**ENTRIES SUPPLIED**
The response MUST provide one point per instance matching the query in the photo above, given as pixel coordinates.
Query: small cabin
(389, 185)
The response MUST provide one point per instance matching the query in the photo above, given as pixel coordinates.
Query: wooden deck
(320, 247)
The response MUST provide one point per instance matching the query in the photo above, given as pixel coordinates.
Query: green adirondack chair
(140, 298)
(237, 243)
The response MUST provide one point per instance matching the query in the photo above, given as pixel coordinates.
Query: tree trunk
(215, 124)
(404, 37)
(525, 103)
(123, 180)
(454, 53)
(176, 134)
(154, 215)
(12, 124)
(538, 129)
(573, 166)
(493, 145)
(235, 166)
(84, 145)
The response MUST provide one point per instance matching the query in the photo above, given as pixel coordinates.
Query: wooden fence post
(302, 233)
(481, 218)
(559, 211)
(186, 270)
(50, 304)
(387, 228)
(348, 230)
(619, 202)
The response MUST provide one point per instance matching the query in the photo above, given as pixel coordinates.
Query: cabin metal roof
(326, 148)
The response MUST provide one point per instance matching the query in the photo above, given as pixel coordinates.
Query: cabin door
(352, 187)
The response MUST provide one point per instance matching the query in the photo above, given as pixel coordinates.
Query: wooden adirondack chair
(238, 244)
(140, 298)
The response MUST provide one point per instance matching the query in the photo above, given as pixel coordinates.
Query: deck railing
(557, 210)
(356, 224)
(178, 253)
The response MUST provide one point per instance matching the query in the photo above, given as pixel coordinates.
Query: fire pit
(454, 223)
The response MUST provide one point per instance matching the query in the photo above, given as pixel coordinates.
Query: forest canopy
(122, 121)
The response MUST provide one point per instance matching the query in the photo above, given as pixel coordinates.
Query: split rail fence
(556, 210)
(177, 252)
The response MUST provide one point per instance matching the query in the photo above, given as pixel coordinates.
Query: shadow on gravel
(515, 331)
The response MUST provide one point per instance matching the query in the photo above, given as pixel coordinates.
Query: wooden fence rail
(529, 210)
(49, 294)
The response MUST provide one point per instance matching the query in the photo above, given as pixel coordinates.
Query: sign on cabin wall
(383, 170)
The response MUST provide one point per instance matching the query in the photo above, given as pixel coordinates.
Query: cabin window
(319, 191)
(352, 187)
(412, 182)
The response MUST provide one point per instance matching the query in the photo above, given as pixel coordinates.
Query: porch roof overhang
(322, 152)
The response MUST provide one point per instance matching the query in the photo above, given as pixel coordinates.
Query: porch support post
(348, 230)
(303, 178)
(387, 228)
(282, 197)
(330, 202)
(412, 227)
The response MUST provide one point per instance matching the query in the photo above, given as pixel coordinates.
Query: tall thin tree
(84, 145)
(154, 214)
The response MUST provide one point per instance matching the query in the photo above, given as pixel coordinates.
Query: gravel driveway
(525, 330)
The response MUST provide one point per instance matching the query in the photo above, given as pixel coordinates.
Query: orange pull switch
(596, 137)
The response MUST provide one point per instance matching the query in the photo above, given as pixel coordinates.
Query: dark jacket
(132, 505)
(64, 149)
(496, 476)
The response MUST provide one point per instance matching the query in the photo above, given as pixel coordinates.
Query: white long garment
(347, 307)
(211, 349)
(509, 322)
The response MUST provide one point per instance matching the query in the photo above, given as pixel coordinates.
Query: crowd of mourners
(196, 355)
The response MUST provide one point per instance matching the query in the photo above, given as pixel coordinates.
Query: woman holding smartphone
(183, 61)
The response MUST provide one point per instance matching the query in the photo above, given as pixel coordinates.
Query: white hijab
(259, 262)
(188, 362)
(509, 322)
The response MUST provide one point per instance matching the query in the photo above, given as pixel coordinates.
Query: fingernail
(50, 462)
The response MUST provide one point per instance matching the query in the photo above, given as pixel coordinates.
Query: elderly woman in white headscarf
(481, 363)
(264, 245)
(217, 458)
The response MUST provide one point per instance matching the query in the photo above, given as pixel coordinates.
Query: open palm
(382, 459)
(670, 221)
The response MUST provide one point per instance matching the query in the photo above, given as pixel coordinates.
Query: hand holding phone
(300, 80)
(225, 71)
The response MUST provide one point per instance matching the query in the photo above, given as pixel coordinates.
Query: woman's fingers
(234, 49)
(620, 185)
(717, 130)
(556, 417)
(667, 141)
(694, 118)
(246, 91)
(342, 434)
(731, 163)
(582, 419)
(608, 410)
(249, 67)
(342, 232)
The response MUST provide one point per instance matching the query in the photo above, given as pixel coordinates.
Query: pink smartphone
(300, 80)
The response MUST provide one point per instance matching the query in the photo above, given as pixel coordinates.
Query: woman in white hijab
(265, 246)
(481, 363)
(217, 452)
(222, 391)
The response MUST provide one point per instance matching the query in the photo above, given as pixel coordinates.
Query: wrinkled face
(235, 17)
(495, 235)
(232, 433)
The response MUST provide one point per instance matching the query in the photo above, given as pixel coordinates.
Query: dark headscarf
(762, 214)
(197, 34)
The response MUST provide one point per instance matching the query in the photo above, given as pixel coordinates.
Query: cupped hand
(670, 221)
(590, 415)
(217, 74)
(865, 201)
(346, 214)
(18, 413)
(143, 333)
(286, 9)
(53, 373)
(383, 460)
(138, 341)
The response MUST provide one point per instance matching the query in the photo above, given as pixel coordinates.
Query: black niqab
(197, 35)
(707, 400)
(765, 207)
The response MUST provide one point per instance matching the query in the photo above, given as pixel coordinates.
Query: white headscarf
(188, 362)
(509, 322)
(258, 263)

**PROBLEM REQUIREMENTS**
Your task is to print all of the records exactly.

**RESPONSE TO THIS EXERCISE**
The response MUST provide one point per instance matching the query in the photo above, given as pixel coordinates.
Query: small cabin
(389, 185)
The response MUST provide one point per instance matching the query in the photo above, given as pixel coordinates.
Query: wooden deck
(320, 247)
The response MUST provide one point per instance matching the query in the photo above, given as pixel coordinates.
Query: green adirondack chair
(140, 298)
(237, 243)
The response MUST provide one point per instance matching the query in the photo above, given as pixel coordinates.
Query: tree trunk
(215, 124)
(404, 37)
(525, 103)
(123, 180)
(454, 53)
(176, 134)
(154, 215)
(12, 124)
(538, 129)
(573, 166)
(493, 145)
(235, 166)
(84, 145)
The response MUST provide one point per instance matching the query in the photo above, given as pixel coordinates.
Query: wooden fence post
(302, 233)
(481, 218)
(559, 211)
(186, 270)
(50, 304)
(387, 228)
(348, 230)
(619, 202)
The response MUST provide one point per instance matching the query in the photo above, given as pixel coordinates.
Query: cabin metal roof
(326, 148)
The response MUST provide one point per instance matching the query in the photo above, given as pixel coordinates.
Query: cabin door
(352, 187)
The response MUST provide one point per instance matching the query in the photo above, given as pixel coordinates.
Query: wooden adirondack chair
(238, 244)
(140, 298)
The response MUST provide one point per instance matching the query in the photo above, given as pixel coordinates.
Query: deck railing
(557, 210)
(356, 224)
(178, 253)
The response MUST provide one point per instance matching the query in the photo above, given as pixel coordinates.
Query: fire pit
(454, 223)
The response MUST provide one point per instance matching the query in the photo above, given as pixel coordinates.
Query: forest canopy
(122, 121)
The response MUST provide one point per instance matching the query in the photo above, given as pixel coordinates.
Query: split rail fence
(556, 210)
(177, 252)
The response MUST provide one point per instance matching the query in the photo above, given as pixel coordinates.
Query: shadow on gravel
(515, 331)
The response MUST provide one point per instance matching the query in the photo above, given as pixel coordinates.
Query: wooden fence rail
(529, 210)
(49, 294)
The response MUST provide one point per instance matching the query in the photo above, given as pixel coordinates.
Query: sign on cabin wall
(383, 170)
The response MUST provide one point per instance matching the query in the photo above, given as pixel coordinates.
Query: cabin window
(319, 191)
(352, 187)
(412, 182)
The response MUST provide one point per instance matching the query in the photo above, given as pixel coordinates.
Query: porch roof overhang
(322, 152)
The response MUST provide one point per instance matching the query in the photo above, given as pixel coordinates.
Query: porch support post
(348, 230)
(303, 178)
(387, 228)
(282, 197)
(330, 202)
(412, 227)
The response MUST provide one point per instance matching the query in the photo above, given as pixel coordinates.
Query: tall thin tree
(84, 145)
(154, 214)
The response MUST provide one point per instance matching the query in the photo above, given as pixel coordinates.
Query: gravel driveway
(525, 330)
The response MUST provide one point per instance matching the query in the photo above, given as pixel coordinates.
Query: orange pull switch
(596, 137)
The response MUST provide one point per instance matching the query in the photo above, given as pixel coordinates.
Query: dark jacket
(132, 505)
(64, 149)
(496, 476)
The response MUST provide one point per instance matching the query in the photo above, given as pixel coordinates.
Query: white long garment
(347, 307)
(211, 349)
(509, 322)
The response MUST provide one point per instance matching the query in the photo above, given as pixel coordinates.
Query: crowd of mourners
(196, 355)
The response MUST provide one point per instance matching the query in the photo above, given as pixel coordinates.
Query: woman holding smartphone
(183, 61)
The response MUST provide one point per instance matching the query in the photo above, given as pixel coordinates.
Query: white hijab
(259, 262)
(188, 362)
(509, 322)
The response MUST provide one point per instance matching the query in the photo above, given as pixel coordinates.
Query: fingernail
(50, 462)
The response MUST provide one point per instance matching the query in the photo above, given as pixel coordinates.
Query: elderly woman in white headscarf
(481, 363)
(264, 245)
(217, 458)
The response MUST provide one point per instance matching the query in the photo above, given as pixel coordinates.
Query: open palm
(382, 459)
(670, 221)
The response MUST provide one point per instance matching the query in the photo above, given as pixel coordinates.
Query: hand holding phone
(300, 80)
(225, 71)
The response MUST provide one point per instance matching the query in the photo above, given as pixel coordinates.
Query: woman's fingers
(234, 49)
(620, 185)
(717, 130)
(556, 417)
(667, 141)
(694, 118)
(246, 91)
(342, 434)
(731, 163)
(582, 419)
(608, 410)
(249, 67)
(342, 232)
The response MUST provide one point per instance matching the query in the photo above, given as pixel coordinates.
Query: pink smartphone
(300, 80)
The response MUST provide one point per instance matching the query in the photo above, given as pixel coordinates.
Query: woman in white hijab
(265, 246)
(481, 363)
(217, 452)
(222, 391)
The response MUST provide one point per instance matching the query in the photo above, given as pixel coordinates.
Query: wrinkled face
(235, 17)
(495, 235)
(232, 433)
The response MUST provide one point per instance matching the query in the photo above, given as pixel coordinates.
Query: dark headscarf
(762, 214)
(197, 34)
The response MUST provide one point per instance matching the query in the photo above, given as pixel coordinates.
Query: cupped hand
(670, 221)
(590, 415)
(217, 74)
(865, 201)
(346, 214)
(18, 413)
(143, 333)
(286, 9)
(53, 373)
(383, 460)
(138, 341)
The response MUST provide one point per instance matching the query in the photo above, given as pixel coordinates.
Query: black niqab
(197, 35)
(707, 400)
(765, 207)
The response MUST provide one point per instance matching the query in the photo above, given as pixel coordinates.
Query: white headscarf
(188, 362)
(509, 322)
(258, 263)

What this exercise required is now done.